Selected text START
Microscopic urine analysis, microscopic examination of urine
This test looks at a sample of your urine under a microscope. It can see cells from your urinary tract, blood cells, crystals, bacteria, parasites, and cells from tumors.
This test is often used to confirm the findings of other tests or add information to a diagnosis.
You may need this test to help diagnose:
Urinary tract infection
Reactions to medicines
You may have other tests on your urine sample. These may include:
Checking the color and odor
Measuring the level of dissolved solid substances in the urine
Checking the acidity
Testing for protein, sugar, bilirubin, and other substances that may be a sign of different diseases
You may also have blood tests.
Test results may vary depending on your age, gender, health history, the method used for the test, and other things. Your test results may not mean you have a problem. Ask your healthcare provider what your test results mean for you.
Here is a sample of what certain results may mean:
A high number of red blood cells may mean that you have kidney disease, urinary tract infection, a drug reaction, or cancer.
A high number of white blood cells may mean that you have an infection or inflammation in your urinary tract.
A high number of cells called eosinophils may mean that you have problems in your urinary tract.
A high number of certain kidney cells may mean that you have kidney damage.
Substances created in the kidney, called casts, can suggest different diseases.
Abnormal crystals formed from amino acids and certain medicines can be a sign of a variety of health problems.
Selected text END
__Directions for this task__.
Answer these questions from the urine microscopy text, giving each answer on its own numbered line.
1. Which two conditions are listed as ones this test may help diagnose?
2. Besides other tests on the urine sample, what other kind of test may you have?
3. What may a high number of white blood cells mean?
The data START
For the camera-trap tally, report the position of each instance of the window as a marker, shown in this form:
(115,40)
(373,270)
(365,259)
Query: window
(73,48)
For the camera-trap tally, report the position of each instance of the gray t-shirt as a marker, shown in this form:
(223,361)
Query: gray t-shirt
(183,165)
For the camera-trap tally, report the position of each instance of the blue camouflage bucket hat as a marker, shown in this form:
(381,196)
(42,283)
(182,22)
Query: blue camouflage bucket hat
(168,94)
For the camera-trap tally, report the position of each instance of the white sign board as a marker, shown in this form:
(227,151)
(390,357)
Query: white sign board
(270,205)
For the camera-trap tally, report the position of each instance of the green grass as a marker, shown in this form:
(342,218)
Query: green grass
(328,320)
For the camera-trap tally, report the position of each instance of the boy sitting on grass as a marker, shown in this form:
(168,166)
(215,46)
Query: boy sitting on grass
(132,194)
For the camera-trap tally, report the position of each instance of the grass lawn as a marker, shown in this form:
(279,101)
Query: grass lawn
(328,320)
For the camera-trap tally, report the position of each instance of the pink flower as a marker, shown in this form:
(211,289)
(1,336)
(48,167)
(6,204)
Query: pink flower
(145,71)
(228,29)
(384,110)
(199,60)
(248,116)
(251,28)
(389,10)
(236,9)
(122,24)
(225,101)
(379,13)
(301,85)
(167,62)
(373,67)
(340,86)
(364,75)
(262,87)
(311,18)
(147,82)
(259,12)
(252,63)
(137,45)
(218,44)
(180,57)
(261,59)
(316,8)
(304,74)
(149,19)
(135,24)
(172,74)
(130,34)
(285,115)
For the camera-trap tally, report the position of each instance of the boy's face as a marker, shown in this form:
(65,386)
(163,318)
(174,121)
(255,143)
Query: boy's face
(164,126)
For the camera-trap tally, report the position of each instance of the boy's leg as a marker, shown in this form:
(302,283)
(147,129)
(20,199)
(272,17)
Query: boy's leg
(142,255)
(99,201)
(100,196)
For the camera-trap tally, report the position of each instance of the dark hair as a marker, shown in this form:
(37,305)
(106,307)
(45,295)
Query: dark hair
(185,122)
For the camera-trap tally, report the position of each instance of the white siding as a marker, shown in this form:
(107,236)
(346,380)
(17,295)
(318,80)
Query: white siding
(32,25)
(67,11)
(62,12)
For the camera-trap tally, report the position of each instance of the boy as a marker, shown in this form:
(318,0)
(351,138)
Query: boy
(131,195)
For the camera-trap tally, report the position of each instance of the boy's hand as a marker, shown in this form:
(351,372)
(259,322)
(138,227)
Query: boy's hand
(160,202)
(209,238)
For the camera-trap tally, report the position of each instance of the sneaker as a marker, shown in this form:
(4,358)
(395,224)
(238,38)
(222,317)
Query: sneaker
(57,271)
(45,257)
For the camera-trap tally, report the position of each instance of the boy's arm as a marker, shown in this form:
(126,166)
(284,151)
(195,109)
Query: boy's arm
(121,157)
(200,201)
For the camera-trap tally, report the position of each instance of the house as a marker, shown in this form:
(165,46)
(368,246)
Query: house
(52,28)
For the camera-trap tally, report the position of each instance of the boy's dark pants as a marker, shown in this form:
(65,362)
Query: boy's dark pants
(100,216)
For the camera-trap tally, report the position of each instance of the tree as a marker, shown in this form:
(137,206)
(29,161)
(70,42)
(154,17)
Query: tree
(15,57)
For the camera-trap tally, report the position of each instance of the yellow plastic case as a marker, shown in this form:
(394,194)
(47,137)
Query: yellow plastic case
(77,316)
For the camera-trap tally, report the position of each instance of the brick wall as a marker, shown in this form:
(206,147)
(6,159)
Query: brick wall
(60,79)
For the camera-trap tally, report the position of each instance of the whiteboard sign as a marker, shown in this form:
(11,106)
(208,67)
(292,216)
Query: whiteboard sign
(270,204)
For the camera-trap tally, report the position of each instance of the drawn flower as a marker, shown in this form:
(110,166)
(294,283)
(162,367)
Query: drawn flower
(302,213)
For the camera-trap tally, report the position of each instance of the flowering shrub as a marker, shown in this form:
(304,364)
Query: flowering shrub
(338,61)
The data END
__Reply to the task__.
1. Urinary tract infection and reactions to medicines.
2. Blood tests.
3. That you have an infection or inflammation in your urinary tract.